(Given records)

※ ※ ※

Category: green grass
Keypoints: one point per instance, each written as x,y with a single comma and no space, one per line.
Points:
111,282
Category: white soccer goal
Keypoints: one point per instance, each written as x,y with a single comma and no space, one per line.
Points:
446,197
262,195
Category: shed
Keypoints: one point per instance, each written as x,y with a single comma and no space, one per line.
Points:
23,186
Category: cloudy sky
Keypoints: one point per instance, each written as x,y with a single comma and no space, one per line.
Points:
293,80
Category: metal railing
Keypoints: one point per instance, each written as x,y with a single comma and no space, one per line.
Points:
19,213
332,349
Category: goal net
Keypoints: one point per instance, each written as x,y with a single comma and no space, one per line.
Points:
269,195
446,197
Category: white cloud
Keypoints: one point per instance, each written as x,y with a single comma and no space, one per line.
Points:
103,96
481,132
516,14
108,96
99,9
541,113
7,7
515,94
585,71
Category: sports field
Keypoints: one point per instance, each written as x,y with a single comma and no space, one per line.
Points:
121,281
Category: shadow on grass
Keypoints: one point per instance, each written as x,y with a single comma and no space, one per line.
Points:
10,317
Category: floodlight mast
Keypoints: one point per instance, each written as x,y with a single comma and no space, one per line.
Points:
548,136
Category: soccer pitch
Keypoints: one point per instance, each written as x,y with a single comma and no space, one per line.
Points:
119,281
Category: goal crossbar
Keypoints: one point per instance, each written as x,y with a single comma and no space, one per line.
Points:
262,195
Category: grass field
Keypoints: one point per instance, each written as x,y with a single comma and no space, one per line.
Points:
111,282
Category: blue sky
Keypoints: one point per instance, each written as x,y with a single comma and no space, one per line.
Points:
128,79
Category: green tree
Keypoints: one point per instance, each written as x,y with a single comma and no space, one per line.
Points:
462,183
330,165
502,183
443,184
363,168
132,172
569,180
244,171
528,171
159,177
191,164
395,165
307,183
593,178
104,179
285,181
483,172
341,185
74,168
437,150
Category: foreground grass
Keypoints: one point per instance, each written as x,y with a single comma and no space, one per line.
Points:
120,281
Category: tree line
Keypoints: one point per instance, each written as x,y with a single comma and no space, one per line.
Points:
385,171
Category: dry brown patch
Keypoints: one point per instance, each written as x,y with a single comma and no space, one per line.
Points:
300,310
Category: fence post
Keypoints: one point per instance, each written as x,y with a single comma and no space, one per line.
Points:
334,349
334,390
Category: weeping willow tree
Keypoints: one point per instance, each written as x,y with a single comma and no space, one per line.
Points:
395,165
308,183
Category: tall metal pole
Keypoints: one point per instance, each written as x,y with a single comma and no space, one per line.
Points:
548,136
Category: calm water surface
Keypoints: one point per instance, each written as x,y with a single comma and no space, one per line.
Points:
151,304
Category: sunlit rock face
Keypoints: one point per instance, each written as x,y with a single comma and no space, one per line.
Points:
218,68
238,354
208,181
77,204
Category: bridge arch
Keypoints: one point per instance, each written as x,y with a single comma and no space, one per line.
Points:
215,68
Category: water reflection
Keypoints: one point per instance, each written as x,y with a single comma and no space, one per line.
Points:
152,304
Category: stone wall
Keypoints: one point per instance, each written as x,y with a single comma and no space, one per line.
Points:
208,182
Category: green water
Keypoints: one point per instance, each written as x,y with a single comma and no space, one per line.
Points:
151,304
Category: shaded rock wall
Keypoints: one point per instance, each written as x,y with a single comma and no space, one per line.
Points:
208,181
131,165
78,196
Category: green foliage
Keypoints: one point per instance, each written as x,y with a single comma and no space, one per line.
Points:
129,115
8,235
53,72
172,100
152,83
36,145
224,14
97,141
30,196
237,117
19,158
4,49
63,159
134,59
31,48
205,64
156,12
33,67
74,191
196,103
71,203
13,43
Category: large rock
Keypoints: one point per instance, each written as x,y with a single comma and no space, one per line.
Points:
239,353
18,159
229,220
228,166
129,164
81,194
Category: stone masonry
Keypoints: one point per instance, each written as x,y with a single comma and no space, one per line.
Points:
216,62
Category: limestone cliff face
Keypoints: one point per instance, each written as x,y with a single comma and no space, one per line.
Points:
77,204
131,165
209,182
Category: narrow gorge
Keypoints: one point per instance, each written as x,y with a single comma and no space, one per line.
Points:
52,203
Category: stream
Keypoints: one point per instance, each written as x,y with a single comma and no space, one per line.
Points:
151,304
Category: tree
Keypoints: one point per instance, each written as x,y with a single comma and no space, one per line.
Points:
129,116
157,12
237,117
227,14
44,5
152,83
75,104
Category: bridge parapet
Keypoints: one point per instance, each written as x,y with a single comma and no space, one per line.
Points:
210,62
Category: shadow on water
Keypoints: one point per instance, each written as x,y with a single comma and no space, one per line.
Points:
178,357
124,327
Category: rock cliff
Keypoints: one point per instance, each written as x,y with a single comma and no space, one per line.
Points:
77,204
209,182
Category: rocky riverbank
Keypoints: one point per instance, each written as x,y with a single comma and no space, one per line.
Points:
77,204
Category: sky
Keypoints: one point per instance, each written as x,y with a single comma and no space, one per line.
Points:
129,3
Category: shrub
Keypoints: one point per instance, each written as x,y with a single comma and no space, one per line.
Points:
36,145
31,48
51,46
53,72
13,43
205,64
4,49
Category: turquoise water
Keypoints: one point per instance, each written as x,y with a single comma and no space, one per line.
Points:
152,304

※ ※ ※

(Work to complete) Print the whole listing above exactly, please.

(Answer)
Category: green grass
Keypoints: one point per instance, each written as x,y with a single comma and no space, one per line.
Points:
111,282
Category: white soccer goal
Keypoints: one point per instance, each written as x,y with a single comma and no space, one per line.
Points:
446,197
262,195
Category: shed
Keypoints: one point per instance, each written as x,y with a single comma and no space, one per line.
Points:
23,186
Category: cloudy sky
Keypoints: one point per instance, each written as x,y with a single comma and no space, one per line.
Points:
293,80
Category: metal railing
Keypoints: one point per instance, each written as x,y with a single comma and no space, one per line.
Points:
19,213
332,349
Category: goal net
Keypoints: one point per instance, each written as x,y with a single comma and no space, one per line.
Points:
269,195
446,197
Category: white cloud
Keypoints: one point per instance, each written as x,y with a single comma and no space, one per line.
Points:
103,96
481,132
516,14
108,96
99,9
541,113
7,7
515,94
585,71
Category: sports field
Keypoints: one point per instance, each written as x,y with a single comma and no space, one per line.
Points:
121,281
Category: shadow on grass
Keypoints: one point per instance, each written as x,y with a single comma and no space, one per line.
Points:
10,317
Category: floodlight mast
Keypoints: one point per instance, each written as x,y with a single comma and no space, one per line.
Points:
548,136
Category: soccer pitch
Keypoints: one point per instance, each written as x,y with a single comma and no space, one per line.
Points:
119,281
Category: goal crossbar
Keypoints: one point per instance, each written as x,y with a single comma and no space, one per line.
Points:
262,195
Category: grass field
Keypoints: one point per instance, each written as x,y with a single comma and no space, one per line.
Points:
111,282
Category: blue sky
Keypoints: one point per instance, each written as x,y with a single comma and no space, one per line.
Points:
128,79
Category: green tree
Keypoints: one point per instance, each written as x,y with a single comma and no space, one per line.
Points:
462,183
330,165
502,183
443,184
363,168
132,172
569,180
244,171
528,171
159,177
191,164
395,165
307,183
593,178
104,179
285,181
483,172
341,185
74,168
437,150
Category: foreground grass
Keypoints: one point per instance, each written as x,y with a single comma and no space, one per line.
Points:
120,281
Category: tree line
Keypoints: one point per instance, each written as x,y with a single comma and no space, one per line.
Points:
385,171
Category: dry brown patch
Keypoints: one point per instance, each written as x,y with a single comma and no space, one per line.
Points:
300,310
Category: fence post
Keypoints: one point per instance, each written as x,y with a single comma and no space, one per line.
Points:
334,349
334,390
Category: weeping willow tree
Keypoints: one point per instance, each written as x,y with a single comma and no space, one per line.
Points:
395,165
308,183
Category: tall metal pole
Keypoints: one point per instance, each written as x,y with a single comma and no space, one per line.
Points:
548,136
Category: calm water surface
Keypoints: one point per instance, each written as x,y with a single comma and no space, one per line.
Points:
151,304
Category: sunlit rock face
Keypoints: one point per instance, each written as x,y with a single comma and no space, one per line.
Points:
218,68
238,354
208,181
77,204
Category: bridge arch
Keypoints: one point per instance, each written as x,y with a single comma and no space, one per line.
Points:
215,68
Category: water reflection
Keypoints: one point per instance, each written as x,y with a single comma and no space, one per line.
Points:
152,304
Category: stone wall
Keypoints: one point per instance, each written as x,y with a single comma and no space, one per line.
Points:
208,182
Category: green water
Keypoints: one point per instance, each written as x,y with a single comma and no space, one per line.
Points:
151,304
Category: shaded rock wall
Keypoints: one point per instance, each written as x,y with a single comma and no space, one per line.
Points:
208,181
131,165
78,196
Category: green foliage
Keypoints: one point per instance, each written as x,y with a single comma and no space, one per line.
Points:
129,115
8,235
53,72
172,100
152,83
36,145
224,14
97,141
30,196
237,117
19,158
4,49
63,159
134,59
31,48
205,64
156,12
33,67
74,191
196,103
71,203
13,43
Category: large rock
Keypoints: one point per instance, each written as x,y with a single comma and no space, one per line.
Points:
239,353
18,159
229,220
228,166
129,164
81,194
Category: stone masonry
Keypoints: one point per instance, each written as x,y with a single comma and no space, one per line.
Points:
216,62
Category: limestone cliff face
Keypoints: one point per instance, each written as x,y with a single comma and no space, one per line.
Points:
77,204
131,165
209,182
Category: narrow gorge
Keypoints: one point per instance, each written as x,y with a single comma and no space, one per line.
Points:
52,203
Category: stream
Keypoints: one point per instance, each written as x,y with a single comma and no space, one per line.
Points:
151,304
Category: tree
Keypoints: one point per instance, each written as x,y with a single comma and no space, one per line.
Points:
129,116
157,12
237,117
227,14
44,5
152,83
75,104
Category: bridge parapet
Keypoints: one point per instance, each written as x,y with a single comma and no space, one per line.
Points:
210,62
Category: shadow on water
Keypoints: one point per instance, each written as x,y with a single comma and no space, one per line.
Points:
178,357
124,327
Category: rock cliff
Keypoints: one point per instance, each written as x,y with a single comma and no space, one per line.
Points:
77,204
209,182
Category: rocky riverbank
Keypoints: one point per instance, each written as x,y with a single comma and no space, one per line.
Points:
77,204
Category: sky
Keypoints: one point per instance, each written as x,y with a single comma and no space, one per line.
Points:
129,3
Category: shrub
Keypoints: one point per instance, each written as x,y with a single comma and no space, one per line.
Points:
36,145
31,48
51,46
53,72
13,43
205,64
4,49
Category: turquoise water
Keypoints: one point per instance, each written as x,y with a single comma and no space, one per line.
Points:
152,304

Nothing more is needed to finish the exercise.